Description of the task
Leave the pictures out and restate every line below exactly.

--- Records provided ---

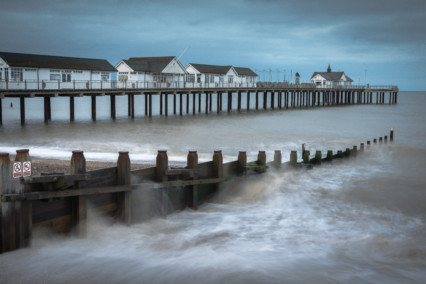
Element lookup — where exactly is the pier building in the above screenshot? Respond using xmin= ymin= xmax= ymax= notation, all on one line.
xmin=0 ymin=52 xmax=116 ymax=90
xmin=310 ymin=65 xmax=353 ymax=87
xmin=115 ymin=56 xmax=187 ymax=89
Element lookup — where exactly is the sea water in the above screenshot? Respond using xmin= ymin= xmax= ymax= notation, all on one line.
xmin=0 ymin=92 xmax=425 ymax=283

---

Reply to the exercise
Element lookup — where exactly is the pier building in the above screenshot? Respond using xmin= ymin= xmax= ymax= notation, all on one line.
xmin=0 ymin=52 xmax=116 ymax=90
xmin=310 ymin=65 xmax=353 ymax=87
xmin=115 ymin=56 xmax=187 ymax=89
Element lookup — where exactly is the sea water in the above screenshot? Respond using xmin= ymin= xmax= ymax= notation, all on one line.
xmin=0 ymin=92 xmax=425 ymax=283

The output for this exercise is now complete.